Excerpted text:
- Dutch, French and German picture sleeve

Single by Billy Joel

from the album 52nd Street
- B-side: "52nd Street"
- Released: October 1978
- Recorded: 1978
- Genre: Rock; pop rock; jazz rock;
- Length: 4:44 (album version) 3:50 (single version)
- Label: Columbia
- Songwriter: Billy Joel
- Producer: Phil Ramone

Billy Joel singles chronology
| "The Stranger" (1978) | "My Life" (1978) | "Big Shot" (1979) |

= My Life (Billy Joel song) =

1978 single by Billy Joel

"My Life" is a song by Billy Joel that first appeared on his 1978 album 52nd Street. A single version was released in the fall of 1978 and reached No. 2 on the U.S. adult contemporary chart. Early the next year, it peaked at No. 3 on the Billboard Hot 100.

== Musical structure ==
The song begins with drums, bass guitar, and a left-hand piano part, followed by a keyboard riff in the right hand. The riff is also used as a fill between verse and chorus sections and is also played at the end. The section order is intro-verse-fill-chorus-bridge-v-f-c-b-solo-c-outro.

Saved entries
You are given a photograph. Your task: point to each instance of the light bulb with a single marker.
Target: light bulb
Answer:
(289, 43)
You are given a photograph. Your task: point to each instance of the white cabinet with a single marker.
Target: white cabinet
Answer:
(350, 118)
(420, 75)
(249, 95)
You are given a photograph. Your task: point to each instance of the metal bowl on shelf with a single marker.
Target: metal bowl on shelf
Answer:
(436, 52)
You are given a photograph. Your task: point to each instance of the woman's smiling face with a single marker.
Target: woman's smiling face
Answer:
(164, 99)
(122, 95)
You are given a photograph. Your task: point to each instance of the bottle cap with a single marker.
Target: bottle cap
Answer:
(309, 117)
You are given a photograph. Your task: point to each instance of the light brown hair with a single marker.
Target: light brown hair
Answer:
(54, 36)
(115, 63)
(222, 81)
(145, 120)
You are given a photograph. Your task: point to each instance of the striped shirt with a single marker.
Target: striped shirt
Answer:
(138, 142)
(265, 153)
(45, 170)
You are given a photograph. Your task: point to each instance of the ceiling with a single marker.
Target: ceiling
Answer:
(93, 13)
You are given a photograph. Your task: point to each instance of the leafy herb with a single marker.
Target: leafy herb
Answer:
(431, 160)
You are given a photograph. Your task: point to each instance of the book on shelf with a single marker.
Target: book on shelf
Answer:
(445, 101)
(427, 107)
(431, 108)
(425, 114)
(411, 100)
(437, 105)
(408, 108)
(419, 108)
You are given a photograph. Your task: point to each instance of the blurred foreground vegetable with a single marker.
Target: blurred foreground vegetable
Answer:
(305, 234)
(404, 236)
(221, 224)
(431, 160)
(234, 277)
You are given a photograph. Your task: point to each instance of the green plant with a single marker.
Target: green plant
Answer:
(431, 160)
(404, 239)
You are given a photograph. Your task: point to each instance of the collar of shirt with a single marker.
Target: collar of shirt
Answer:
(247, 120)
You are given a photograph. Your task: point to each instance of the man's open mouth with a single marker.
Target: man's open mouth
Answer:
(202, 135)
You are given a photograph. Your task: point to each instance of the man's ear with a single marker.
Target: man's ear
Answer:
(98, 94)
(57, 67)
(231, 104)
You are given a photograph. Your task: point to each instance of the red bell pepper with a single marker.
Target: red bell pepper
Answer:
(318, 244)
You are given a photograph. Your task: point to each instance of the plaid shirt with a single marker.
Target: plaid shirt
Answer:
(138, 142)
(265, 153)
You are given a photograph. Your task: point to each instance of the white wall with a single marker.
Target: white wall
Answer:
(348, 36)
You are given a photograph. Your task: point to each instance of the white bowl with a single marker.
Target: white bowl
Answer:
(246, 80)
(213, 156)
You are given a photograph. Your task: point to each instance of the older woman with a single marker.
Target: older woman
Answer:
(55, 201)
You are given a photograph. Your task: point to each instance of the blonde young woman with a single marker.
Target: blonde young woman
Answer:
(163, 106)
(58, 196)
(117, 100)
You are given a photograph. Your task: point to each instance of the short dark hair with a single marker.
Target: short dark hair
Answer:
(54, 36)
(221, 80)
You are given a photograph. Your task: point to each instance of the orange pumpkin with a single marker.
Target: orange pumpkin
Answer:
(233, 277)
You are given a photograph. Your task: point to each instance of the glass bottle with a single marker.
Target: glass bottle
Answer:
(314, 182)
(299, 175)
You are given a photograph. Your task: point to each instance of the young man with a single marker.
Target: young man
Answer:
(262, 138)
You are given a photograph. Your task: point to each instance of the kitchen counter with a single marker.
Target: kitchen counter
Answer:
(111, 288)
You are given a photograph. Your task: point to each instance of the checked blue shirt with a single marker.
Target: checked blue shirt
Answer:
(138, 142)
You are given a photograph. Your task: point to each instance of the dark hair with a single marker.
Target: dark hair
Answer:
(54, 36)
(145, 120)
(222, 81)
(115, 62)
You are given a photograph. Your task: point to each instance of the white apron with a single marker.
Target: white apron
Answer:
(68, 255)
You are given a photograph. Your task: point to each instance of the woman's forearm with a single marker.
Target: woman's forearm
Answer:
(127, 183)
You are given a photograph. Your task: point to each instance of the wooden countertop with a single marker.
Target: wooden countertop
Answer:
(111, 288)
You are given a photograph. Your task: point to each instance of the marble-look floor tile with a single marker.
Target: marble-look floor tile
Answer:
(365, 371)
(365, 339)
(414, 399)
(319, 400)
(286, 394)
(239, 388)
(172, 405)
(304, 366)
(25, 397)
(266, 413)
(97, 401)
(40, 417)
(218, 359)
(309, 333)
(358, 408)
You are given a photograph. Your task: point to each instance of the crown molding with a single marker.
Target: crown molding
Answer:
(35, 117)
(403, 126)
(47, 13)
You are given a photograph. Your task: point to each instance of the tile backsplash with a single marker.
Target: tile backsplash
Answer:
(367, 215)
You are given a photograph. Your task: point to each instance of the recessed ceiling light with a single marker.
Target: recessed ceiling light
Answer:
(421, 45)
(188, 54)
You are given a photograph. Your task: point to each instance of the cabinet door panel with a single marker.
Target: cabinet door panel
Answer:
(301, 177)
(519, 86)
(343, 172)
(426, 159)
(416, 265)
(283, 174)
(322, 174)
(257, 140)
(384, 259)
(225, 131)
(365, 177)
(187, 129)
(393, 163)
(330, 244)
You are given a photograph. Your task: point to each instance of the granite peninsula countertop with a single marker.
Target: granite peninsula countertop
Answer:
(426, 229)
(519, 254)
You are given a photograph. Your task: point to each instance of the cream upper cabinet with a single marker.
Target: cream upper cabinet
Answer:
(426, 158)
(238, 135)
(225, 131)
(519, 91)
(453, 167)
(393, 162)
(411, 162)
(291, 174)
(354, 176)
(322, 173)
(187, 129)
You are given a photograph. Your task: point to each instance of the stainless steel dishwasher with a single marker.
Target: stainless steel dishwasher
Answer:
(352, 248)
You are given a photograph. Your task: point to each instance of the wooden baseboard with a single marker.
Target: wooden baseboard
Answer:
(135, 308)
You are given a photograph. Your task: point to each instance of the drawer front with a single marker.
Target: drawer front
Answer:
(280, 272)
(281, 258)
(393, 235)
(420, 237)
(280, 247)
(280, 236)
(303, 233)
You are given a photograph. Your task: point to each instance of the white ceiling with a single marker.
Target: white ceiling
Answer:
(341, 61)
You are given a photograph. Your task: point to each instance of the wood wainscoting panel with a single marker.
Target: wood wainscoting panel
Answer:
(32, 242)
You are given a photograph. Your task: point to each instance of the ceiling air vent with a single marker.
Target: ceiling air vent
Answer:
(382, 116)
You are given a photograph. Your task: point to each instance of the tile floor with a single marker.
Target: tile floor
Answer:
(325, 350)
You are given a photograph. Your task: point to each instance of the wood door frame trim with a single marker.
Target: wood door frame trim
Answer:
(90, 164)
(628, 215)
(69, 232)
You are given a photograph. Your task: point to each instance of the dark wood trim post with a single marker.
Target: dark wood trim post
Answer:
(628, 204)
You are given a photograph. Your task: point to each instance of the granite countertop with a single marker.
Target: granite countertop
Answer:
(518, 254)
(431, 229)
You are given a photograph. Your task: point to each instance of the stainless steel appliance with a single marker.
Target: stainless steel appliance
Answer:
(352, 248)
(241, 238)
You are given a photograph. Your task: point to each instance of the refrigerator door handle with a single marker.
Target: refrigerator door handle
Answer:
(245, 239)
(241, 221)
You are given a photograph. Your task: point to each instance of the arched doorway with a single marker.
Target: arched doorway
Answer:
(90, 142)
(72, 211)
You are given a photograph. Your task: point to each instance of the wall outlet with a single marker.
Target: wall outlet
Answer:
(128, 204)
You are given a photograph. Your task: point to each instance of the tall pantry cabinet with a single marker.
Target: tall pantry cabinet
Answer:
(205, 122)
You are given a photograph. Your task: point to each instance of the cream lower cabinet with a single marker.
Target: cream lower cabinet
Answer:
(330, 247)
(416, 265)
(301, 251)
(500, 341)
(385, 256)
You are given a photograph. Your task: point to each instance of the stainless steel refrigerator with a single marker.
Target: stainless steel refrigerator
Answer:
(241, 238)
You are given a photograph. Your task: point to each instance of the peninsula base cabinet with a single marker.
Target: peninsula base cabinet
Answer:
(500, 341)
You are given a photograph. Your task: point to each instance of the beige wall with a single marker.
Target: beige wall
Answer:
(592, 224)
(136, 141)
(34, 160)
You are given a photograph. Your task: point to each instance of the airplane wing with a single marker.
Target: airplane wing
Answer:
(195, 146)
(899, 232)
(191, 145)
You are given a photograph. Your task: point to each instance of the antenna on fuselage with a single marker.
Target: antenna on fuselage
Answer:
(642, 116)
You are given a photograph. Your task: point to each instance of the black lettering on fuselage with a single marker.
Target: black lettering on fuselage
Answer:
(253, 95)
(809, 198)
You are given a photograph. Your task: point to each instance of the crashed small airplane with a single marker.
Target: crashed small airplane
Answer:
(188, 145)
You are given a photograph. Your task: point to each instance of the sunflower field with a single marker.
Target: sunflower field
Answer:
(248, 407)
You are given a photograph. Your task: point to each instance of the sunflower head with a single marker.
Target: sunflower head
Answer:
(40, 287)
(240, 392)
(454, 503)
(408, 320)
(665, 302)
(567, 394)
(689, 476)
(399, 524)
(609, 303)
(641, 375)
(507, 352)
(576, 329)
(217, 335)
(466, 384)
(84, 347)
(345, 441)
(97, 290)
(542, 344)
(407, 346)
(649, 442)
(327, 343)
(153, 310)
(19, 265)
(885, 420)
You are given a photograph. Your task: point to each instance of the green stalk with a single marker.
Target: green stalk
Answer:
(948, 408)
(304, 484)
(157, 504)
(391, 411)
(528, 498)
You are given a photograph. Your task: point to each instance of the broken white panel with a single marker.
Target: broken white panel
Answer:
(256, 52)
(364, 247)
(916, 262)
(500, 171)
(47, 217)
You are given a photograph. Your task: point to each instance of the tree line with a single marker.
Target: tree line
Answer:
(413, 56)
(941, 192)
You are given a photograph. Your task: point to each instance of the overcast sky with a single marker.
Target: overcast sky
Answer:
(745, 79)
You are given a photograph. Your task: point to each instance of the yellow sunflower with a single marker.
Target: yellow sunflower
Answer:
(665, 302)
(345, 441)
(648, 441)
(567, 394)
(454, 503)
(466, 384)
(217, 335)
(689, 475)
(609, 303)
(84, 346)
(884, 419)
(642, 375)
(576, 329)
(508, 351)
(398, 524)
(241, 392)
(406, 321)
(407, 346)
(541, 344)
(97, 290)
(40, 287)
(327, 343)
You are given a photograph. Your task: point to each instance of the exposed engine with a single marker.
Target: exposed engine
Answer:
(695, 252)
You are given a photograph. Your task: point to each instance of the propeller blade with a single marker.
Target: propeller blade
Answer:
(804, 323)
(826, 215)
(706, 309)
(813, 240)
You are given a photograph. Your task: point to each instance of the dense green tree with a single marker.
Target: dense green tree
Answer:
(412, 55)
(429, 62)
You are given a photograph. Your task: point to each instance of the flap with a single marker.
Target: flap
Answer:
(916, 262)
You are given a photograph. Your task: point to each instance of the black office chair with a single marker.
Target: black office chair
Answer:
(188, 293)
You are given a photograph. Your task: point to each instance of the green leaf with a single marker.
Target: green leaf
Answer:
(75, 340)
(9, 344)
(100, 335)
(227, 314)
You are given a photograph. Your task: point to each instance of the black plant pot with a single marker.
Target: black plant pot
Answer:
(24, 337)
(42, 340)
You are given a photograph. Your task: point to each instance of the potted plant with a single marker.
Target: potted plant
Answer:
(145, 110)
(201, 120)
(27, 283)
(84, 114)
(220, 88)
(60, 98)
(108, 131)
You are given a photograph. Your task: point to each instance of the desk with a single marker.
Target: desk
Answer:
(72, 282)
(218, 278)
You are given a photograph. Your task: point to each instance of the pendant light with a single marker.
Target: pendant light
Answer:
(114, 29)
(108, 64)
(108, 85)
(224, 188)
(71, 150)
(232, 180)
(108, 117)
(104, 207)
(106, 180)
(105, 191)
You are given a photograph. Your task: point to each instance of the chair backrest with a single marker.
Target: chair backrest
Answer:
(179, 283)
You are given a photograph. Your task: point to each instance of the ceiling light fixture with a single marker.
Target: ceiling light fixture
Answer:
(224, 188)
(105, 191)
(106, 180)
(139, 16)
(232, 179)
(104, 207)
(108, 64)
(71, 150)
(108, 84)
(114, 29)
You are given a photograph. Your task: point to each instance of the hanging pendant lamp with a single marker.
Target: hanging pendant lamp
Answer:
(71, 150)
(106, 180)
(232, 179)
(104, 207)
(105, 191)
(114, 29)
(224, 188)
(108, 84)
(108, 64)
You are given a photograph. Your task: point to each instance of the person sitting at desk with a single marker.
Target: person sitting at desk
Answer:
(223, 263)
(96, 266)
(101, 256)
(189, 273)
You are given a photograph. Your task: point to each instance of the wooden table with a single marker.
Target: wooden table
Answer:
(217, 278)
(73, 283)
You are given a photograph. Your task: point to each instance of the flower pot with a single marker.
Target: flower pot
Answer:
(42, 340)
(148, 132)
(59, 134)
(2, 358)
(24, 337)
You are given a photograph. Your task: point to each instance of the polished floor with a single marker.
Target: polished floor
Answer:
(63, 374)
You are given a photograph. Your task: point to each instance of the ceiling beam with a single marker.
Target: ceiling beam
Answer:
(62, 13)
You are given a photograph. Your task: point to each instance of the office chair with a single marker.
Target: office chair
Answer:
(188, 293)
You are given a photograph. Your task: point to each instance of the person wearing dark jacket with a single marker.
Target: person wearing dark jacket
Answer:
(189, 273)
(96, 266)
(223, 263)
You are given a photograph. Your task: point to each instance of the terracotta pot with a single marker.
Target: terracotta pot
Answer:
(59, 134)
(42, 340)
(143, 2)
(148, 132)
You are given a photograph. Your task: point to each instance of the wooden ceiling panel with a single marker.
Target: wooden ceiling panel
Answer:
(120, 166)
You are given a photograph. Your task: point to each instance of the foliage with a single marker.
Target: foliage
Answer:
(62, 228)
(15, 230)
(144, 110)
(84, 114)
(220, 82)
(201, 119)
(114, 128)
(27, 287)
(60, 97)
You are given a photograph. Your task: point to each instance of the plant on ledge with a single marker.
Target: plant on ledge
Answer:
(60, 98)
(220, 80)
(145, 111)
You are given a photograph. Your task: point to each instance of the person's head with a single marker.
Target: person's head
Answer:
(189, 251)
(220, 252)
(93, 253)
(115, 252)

Exercise instructions: Using the text about "My Life," answer yes or no for each statement below and quote the words from the text that decide it. 1. The single reached No. 2 on the Billboard Hot 100. 2. The song was produced by Phil Ramone. 3. The song opens with a keyboard riff in the right hand.

Your response:
1. No: "Early the next year, it peaked at No. 3 on the Billboard Hot 100."
2. Yes: "Producer: Phil Ramone"
3. No: "The song begins with drums, bass guitar, and a left-hand piano part, followed by a keyboard riff in the right hand."